A block of data
■ ■ ■
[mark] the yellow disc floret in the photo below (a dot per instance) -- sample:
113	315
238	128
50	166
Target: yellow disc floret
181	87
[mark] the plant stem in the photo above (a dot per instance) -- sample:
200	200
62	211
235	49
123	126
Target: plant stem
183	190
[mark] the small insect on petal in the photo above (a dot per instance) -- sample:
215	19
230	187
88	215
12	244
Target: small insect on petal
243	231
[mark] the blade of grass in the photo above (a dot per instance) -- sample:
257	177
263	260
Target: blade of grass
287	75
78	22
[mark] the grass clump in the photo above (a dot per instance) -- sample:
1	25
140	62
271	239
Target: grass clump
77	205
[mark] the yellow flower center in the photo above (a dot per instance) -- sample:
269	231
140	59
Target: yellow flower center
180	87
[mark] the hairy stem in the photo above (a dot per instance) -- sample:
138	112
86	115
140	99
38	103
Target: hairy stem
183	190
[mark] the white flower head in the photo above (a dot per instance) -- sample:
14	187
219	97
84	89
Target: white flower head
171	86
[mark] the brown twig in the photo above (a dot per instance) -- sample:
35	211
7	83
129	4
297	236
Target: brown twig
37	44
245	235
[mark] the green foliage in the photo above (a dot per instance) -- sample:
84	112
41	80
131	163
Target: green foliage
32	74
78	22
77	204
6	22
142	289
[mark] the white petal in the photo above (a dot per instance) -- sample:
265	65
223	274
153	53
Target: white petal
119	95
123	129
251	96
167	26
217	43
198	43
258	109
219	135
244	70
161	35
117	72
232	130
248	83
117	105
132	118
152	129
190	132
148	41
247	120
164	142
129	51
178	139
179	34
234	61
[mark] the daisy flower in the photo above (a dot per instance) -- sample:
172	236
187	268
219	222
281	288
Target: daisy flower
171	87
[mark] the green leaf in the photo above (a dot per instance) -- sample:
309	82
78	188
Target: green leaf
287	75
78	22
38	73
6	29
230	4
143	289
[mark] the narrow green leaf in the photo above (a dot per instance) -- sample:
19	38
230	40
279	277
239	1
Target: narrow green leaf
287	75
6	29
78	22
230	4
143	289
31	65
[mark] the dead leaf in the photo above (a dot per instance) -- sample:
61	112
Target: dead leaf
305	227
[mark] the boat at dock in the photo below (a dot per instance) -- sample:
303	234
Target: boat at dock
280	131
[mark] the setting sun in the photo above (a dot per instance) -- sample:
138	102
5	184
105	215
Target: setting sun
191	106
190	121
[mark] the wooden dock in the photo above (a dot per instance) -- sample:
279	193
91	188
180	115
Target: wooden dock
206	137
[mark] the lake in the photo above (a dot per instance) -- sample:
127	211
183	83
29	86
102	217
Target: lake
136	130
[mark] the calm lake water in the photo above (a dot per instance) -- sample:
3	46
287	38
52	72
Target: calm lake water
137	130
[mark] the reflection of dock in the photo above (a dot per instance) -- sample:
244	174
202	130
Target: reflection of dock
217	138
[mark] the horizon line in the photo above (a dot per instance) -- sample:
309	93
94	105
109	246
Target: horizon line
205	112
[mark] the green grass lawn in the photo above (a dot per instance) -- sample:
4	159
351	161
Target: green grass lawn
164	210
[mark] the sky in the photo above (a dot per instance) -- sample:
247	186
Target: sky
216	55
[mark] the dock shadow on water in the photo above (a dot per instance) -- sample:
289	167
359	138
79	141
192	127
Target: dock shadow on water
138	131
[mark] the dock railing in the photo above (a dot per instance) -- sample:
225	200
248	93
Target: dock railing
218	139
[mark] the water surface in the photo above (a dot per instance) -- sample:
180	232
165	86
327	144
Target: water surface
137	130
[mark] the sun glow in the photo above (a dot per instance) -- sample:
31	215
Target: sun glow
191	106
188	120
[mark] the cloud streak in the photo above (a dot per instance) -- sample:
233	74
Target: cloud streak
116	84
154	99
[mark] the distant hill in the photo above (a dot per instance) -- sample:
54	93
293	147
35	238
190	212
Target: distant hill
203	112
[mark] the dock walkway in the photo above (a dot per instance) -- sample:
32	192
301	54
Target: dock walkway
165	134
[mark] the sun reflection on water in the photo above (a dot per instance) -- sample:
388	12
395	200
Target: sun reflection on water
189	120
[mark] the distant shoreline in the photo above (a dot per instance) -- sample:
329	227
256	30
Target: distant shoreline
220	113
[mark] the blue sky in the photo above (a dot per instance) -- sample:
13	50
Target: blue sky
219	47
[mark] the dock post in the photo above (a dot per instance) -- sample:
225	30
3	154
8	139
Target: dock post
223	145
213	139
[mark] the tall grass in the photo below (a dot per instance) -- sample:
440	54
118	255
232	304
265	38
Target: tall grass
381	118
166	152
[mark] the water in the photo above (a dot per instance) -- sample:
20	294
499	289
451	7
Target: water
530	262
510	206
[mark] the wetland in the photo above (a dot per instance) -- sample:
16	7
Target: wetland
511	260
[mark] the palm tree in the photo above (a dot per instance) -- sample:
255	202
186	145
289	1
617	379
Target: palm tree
■ ■ ■
▶ **THE REQUEST**
Write out the data again, exactly and in full.

▶ **ANSWER IN FULL**
[mark] the yellow disc floret in the photo below (a dot per instance) -- sample:
113	315
238	128
50	166
Target: yellow disc floret
181	87
[mark] the plant stem in the photo above (a dot per instance) -- sample:
200	200
62	211
235	49
123	126
Target: plant stem
183	190
[mark] the small insect on petal in the photo above (a dot per instance) -- sample:
215	19
230	187
88	215
12	244
Target: small insect on petal
243	231
[mark] the blade of grass in the photo above (a dot per instance) -- sample:
257	177
263	260
Target: blade of grass
287	75
78	22
[mark] the grass clump in the photo above (a dot per instance) -- sample:
1	25
140	62
271	239
Target: grass clump
77	205
[mark] the yellow flower center in the photo above (a dot per instance) -- sample:
269	231
140	59
Target: yellow flower center
180	87
[mark] the hairy stem in the photo above (a dot per instance) -- sample:
138	112
86	115
140	99
38	103
Target: hairy stem
183	190
[mark] the white flower head in the photo above (a dot per instance) -- sample:
14	187
219	97
84	89
Target: white flower head
171	86
[mark] the brown twig in the photo above (a dot per instance) -- sample:
35	211
7	83
129	4
297	236
Target: brown twig
37	44
245	235
[mark] the green foliage in the photo above (a dot per instance) -- sample:
84	112
41	80
131	163
Target: green foliage
32	74
78	22
77	204
6	22
142	289
[mark] the white petal in the photo above (a dot per instance) -- sample:
265	65
223	274
153	53
Target: white petal
119	95
123	129
251	96
167	26
217	43
198	43
258	109
219	135
244	70
161	35
117	72
232	130
248	83
117	105
132	118
152	129
190	132
148	41
247	120
164	142
129	51
178	139
179	34
234	61
[mark] the daisy flower in the photo above (a dot per instance) -- sample:
172	236
187	268
219	222
281	288
Target: daisy flower
171	87
[mark] the green leaf in the photo above (a dot per instance) -- sample:
309	82
78	188
Target: green leaf
287	75
78	22
38	73
6	29
230	4
143	289
[mark] the narrow green leaf in the photo above (a dot per instance) -- sample:
19	38
230	40
279	277
239	1
Target: narrow green leaf
287	75
6	29
78	22
230	4
143	289
31	65
[mark] the dead leaf in the photo above (a dot per instance) -- sample:
61	112
Target: dead leaf
305	227
[mark] the boat at dock in the photo below (a dot per instance) -- sample:
303	234
Target: boat at dock
280	131
[mark] the setting sun in the photo above (a dot per instance) -- sample:
138	102
5	184
105	215
Target: setting sun
191	106
190	121
[mark] the wooden dock in the photo above (a dot per instance) -- sample:
279	193
91	188
180	115
Target: wooden dock
206	137
[mark] the lake in the photo above (a dot per instance) -- sample:
127	211
183	83
29	86
102	217
Target: lake
136	130
[mark] the calm lake water in the photo above (a dot per instance) -- sample:
3	46
287	38
52	72
Target: calm lake water
137	130
[mark] the reflection of dock in the photo above (a dot per instance) -- sample:
244	174
202	130
Target: reflection of dock
217	138
[mark] the horizon line in the photo above (a dot per instance) -- sample:
309	93
94	105
109	246
Target: horizon line
205	112
[mark] the green grass lawn in the photo above (a dot per instance) -- sample:
4	159
351	161
Target: green grass lawn
164	210
[mark] the sky in the photo above (a dot per instance) -- sample:
247	186
Target: sky
216	55
[mark] the dock shadow on water in the photo above (a dot per instance) -- sample:
289	167
359	138
79	141
192	127
Target: dock shadow on water
138	131
[mark] the dock railing in the photo above (a dot per instance) -- sample:
225	200
248	93
Target: dock railing
218	139
[mark] the water surface in the photo above (a dot per instance) -- sample:
180	232
165	86
327	144
Target: water surface
137	130
[mark] the sun glow in the photo above (a dot per instance) -- sample:
31	215
Target: sun glow
191	106
188	120
[mark] the cloud streak in the photo above (a dot per instance) -- sample:
233	74
Target: cloud streak
116	84
154	99
[mark] the distant hill in the photo above (a dot per instance) -- sample:
54	93
293	147
35	238
190	212
Target: distant hill
203	112
[mark] the dock walkway in the photo above (a dot per instance) -- sample:
32	192
301	54
Target: dock walkway
165	134
[mark] the sun reflection on water in the photo above (a dot per instance) -- sample:
388	12
395	200
Target: sun reflection on water
189	120
[mark] the distant shoreline in the photo above (a dot per instance) -- sample:
329	227
256	30
Target: distant shoreline
220	113
[mark] the blue sky in the photo above (a dot per instance) -- sample:
13	50
Target: blue sky
219	47
[mark] the dock post in the photo above (a dot per instance) -- sample:
225	30
3	154
8	139
Target: dock post
223	145
213	139
[mark] the tall grass in the photo below (a dot per instance) -- sample:
440	54
118	255
232	304
265	38
Target: tall grass
381	118
166	152
[mark] the water in the photo above (a dot per instance) -- sample:
20	294
499	289
451	7
Target: water
530	262
510	206
[mark] the wetland in the photo above (a dot per instance) -- sample:
16	7
Target: wetland
511	260
[mark] the palm tree in the photo above (a dot per instance) -- sample:
255	202
186	145
289	1
617	379
Target: palm tree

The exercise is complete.